_DESCRIPTION OF THE TASK_
How many lines in the records below contain the string "bird"? Reply with the number alone.

--- Start DATA ENTRIES ---

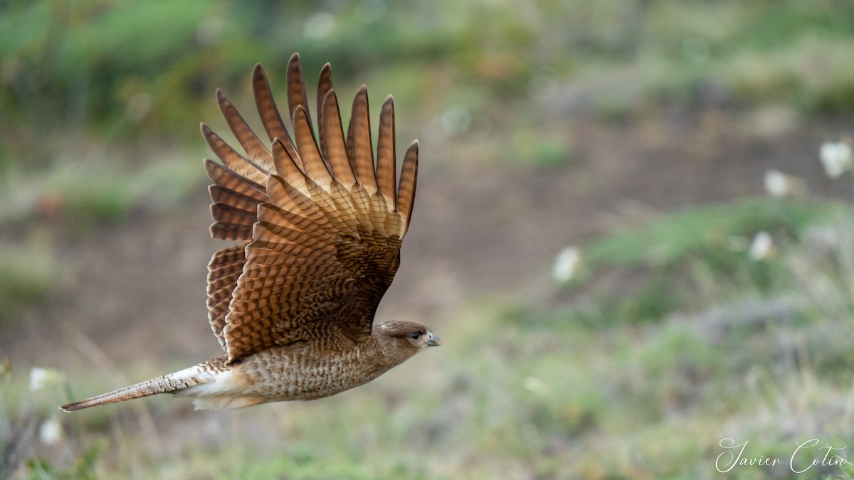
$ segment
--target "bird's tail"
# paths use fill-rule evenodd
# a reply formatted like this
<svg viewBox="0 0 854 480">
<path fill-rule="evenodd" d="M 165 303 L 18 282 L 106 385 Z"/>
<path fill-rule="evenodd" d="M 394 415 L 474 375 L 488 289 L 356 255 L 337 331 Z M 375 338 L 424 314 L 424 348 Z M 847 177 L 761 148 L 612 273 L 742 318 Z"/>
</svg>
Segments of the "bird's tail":
<svg viewBox="0 0 854 480">
<path fill-rule="evenodd" d="M 66 412 L 74 412 L 76 410 L 89 408 L 90 407 L 97 407 L 99 405 L 106 405 L 108 403 L 116 403 L 119 401 L 133 400 L 135 398 L 152 395 L 177 393 L 189 387 L 212 381 L 213 375 L 211 367 L 214 366 L 214 363 L 221 363 L 221 361 L 219 361 L 219 359 L 211 360 L 196 366 L 185 368 L 174 373 L 163 375 L 162 377 L 152 378 L 151 380 L 146 380 L 145 382 L 140 382 L 129 387 L 113 390 L 111 392 L 87 398 L 86 400 L 80 401 L 63 405 L 60 407 L 60 408 Z"/>
</svg>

--- End DATA ENTRIES ---

_RESPONSE_
2